* Task requirements: Print the data below line for line, changing nothing.
----
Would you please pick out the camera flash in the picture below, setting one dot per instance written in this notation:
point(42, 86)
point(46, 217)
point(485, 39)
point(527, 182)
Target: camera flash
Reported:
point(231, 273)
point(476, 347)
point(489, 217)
----
* Exercise solution:
Would you please pick out the camera flash in the picture below, setting one dot per instance written in this notation:
point(42, 86)
point(46, 217)
point(485, 39)
point(527, 182)
Target: camera flash
Reported:
point(231, 273)
point(476, 347)
point(489, 217)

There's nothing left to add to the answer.